§ STATED TASK: Copy out the data below, swapping each "butterfly hindwing" for "moth forewing" and changing nothing else. Omit the pictures from your copy.

==============================

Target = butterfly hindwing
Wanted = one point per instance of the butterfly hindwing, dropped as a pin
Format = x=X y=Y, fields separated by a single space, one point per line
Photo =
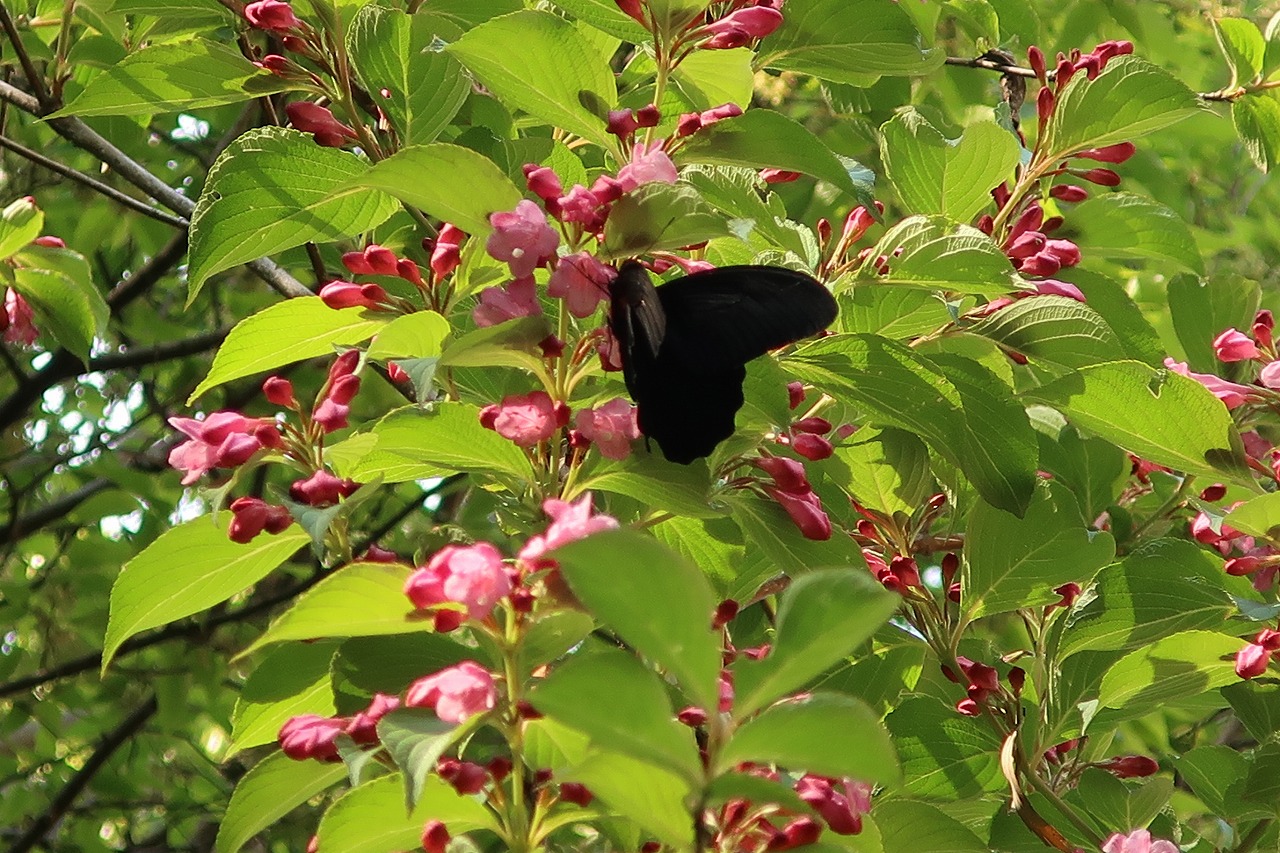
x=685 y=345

==============================

§ RIGHT ANSWER:
Target = moth forewing
Wanted = one point per instance of the moth forewing, dropped as a pin
Format = x=X y=Y, fields separated by a single space, one point per line
Photo =
x=685 y=345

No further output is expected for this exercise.